Selected text:
"""
Boston Globe coverage of the progress of the Massachusetts health cost containment and quality bill, which was debated in the House yesterday, runneth over –
Now the omnibus bill (56 sections!) goes to conference, where the Sen. President’s version including a complete gift ban, disclosure and academic detailing should keep things interesting.
Singing the PhRMA Code Blues
This week, the head of a Kaiser Permanente’s physician network, the largest of its kind in the U.S., spoke out against the revised PhRMA code in the pages of the San Francisco Chronicle, calling it “nothing more than window dressing,” and “a weak, transparent move by an industry that is pretending to take strong action.”
Dr. Pearl, CEO and executive director of The Permanente Medical Group, a 6000-physician network that serves 3.3 million patients in northern California and abides its own pharmfree code, said that instead of relying on the profit-driven drug industry to police itself, physicians must collectively take responsibility for limiting the influence of pharmaceutical marketing on the medicine they practice, writing that “we cannot abdicate our responsibility as professionals – whose duty is to put patients’ interest first – by relying on the industry that benefits from those inducements to self-regulate.”
Times of London columnist Carl Mortished says that in a convergence unseen in ElectionLand in recent years, both presumptive U.S. presidential candidates have angled to take on big Pharma: Obama has talked about allowing Medicare to negotiate drug prices, and both he and McCain have been seen stumping drug reimportation, which has had banana-peel traction under the current administration.
Though the Times online headline, “Barack Obama and John McCain go to war with Big Pharma” probably overstates things a bit, the article takes a good look at how U.S. politics may feed and shape bigger Western pharma trends.
"""
Check your understanding:
A. Turn the paragraph of the health-policy post that begins "Dr. Pearl, CEO and executive director" into a short bulleted list that keeps its main facts.
B. Answer these questions from the health-policy post:
(i) How many sections does the omnibus bill have?
(ii) How many patients does The Permanente Medical Group serve?
(iii) Which newspaper does Carl Mortished write for?
C. Resume the health-policy post right after its final sentence.
None of the entries relate to the health-policy post.

Entries provided:
"""
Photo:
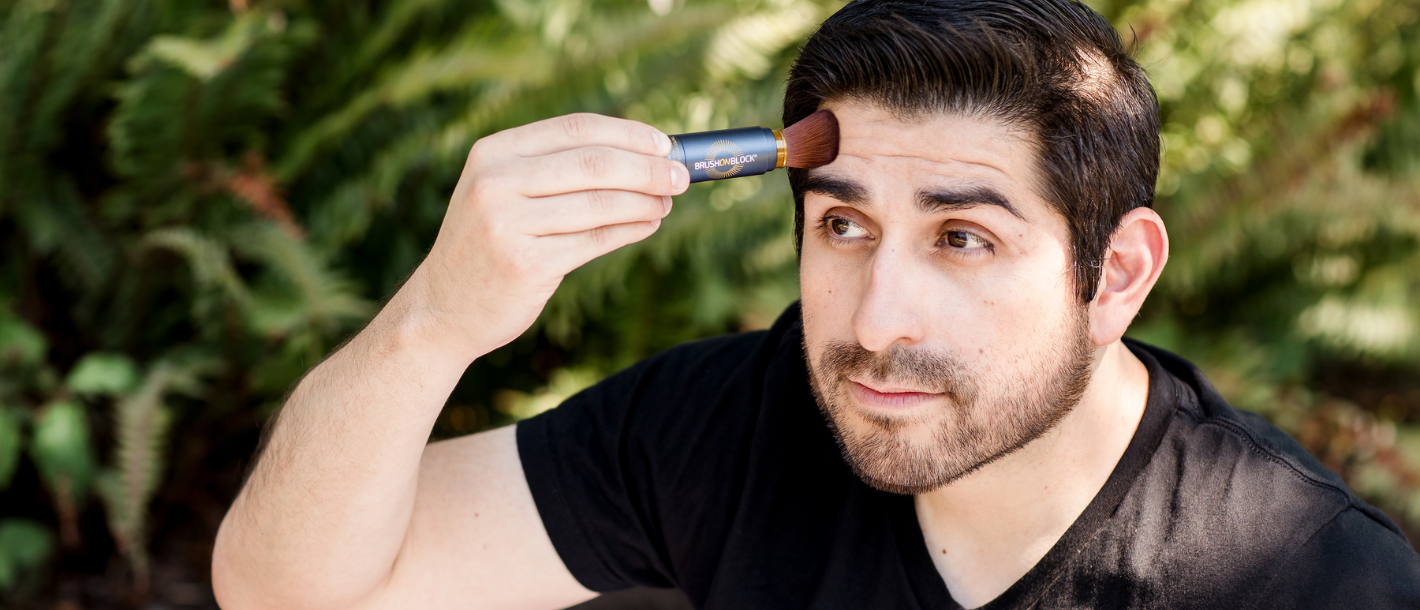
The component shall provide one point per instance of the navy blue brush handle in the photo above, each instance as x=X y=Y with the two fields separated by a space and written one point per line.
x=724 y=153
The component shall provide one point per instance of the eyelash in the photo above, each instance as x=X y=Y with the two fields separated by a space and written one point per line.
x=822 y=227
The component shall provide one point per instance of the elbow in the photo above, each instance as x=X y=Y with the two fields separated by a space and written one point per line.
x=242 y=579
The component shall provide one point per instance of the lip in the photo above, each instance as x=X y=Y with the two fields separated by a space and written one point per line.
x=889 y=397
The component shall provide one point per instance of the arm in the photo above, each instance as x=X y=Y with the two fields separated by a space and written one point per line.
x=348 y=507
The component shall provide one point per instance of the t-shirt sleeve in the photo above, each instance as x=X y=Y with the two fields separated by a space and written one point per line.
x=634 y=474
x=1352 y=562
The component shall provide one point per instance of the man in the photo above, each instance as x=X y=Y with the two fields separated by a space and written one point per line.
x=950 y=417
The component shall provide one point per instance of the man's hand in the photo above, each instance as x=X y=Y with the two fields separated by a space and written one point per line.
x=533 y=204
x=348 y=507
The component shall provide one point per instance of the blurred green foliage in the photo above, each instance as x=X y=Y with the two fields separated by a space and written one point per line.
x=200 y=199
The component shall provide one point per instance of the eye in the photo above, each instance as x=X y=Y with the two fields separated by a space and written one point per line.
x=845 y=229
x=959 y=239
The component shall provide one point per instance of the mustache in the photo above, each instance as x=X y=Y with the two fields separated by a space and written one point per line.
x=916 y=368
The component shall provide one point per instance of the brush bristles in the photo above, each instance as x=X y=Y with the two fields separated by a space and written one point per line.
x=812 y=142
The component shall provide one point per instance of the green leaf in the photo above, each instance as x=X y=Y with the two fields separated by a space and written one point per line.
x=20 y=344
x=23 y=544
x=61 y=450
x=102 y=373
x=9 y=444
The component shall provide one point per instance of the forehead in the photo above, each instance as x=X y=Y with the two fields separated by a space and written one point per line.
x=886 y=152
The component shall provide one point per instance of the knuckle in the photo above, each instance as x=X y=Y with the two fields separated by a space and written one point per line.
x=578 y=126
x=599 y=237
x=599 y=202
x=594 y=162
x=656 y=176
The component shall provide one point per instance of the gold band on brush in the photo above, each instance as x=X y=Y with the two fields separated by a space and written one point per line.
x=781 y=149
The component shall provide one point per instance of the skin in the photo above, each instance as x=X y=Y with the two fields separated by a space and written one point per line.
x=351 y=508
x=990 y=292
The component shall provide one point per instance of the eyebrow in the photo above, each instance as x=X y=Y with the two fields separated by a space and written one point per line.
x=963 y=197
x=937 y=199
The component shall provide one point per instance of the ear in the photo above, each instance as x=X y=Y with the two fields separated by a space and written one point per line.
x=1132 y=265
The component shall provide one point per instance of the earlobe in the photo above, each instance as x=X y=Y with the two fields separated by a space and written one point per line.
x=1136 y=256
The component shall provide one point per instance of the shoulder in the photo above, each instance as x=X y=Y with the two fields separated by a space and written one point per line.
x=1243 y=502
x=1352 y=561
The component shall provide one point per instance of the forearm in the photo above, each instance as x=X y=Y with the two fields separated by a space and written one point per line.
x=327 y=507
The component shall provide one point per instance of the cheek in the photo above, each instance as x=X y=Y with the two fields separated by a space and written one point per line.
x=1001 y=312
x=829 y=291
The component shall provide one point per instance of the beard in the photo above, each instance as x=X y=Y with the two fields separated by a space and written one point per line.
x=989 y=413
"""
Results in order:
A.
- Dr. Pearl is CEO and executive director of The Permanente Medical Group.
- The group is a 6000-physician network that serves 3.3 million patients in northern California and follows its own pharmfree code.
- He said physicians, not the profit-driven drug industry, must collectively take responsibility for limiting the influence of pharmaceutical marketing on the medicine they practice.
- He wrote that professionals, whose duty is to put patients first, cannot hand that job to the industry that benefits from those inducements.

B.
(i) 56 sections.
(ii) 3.3 million patients in northern California.
(iii) The Times of London.

C.
As part of his continuing inquiry into medical conflicts of interest and financial ties to the pharmaceutical industry, Sen. Chuck Grassley (R-IA) has asked the American Psychiatric Association to submit to him its financial statements, citing concern that the degree of support the specialty society receives from commercial interests is causing field-wide bias.
Here’s coverage in the New York Times, and an opinion piece in the Boston Globe by former New England Journal of Medicine editor Dr. Arnold S. Relman discussing the proper source of incentives in academic research.
And in the San Francisco Chronicle, Dr. Lawrence Diller, a UCSF-affiliated pediatrician writes:
“The Fortune 500 drug companies, by their sheer economic clout, have become the single most dominant influence in our health care system. The ambiguities of children’s mental health and illness make child psychiatry the most vulnerable branch of medicine open to such influence.”
Maple Leaf Rag
The Canadians have found us! Proof in the pages of this month’s Canadian Medical Association Journal. Thanks, Canada. We’ll watch hockey this year, promise.
And these last two are from the Wall Street Journal Healthblog. The first told us more than we knew about PhRMA chief Billy Tauzin and his history on the Hill, and the second – well, though the Healthblog wasn’t first to pick it up, we liked the desk-cowering image: Turns out injury-by-spacecraft has its own diagnostic code.
Lends a whole new meaning to Universal health care.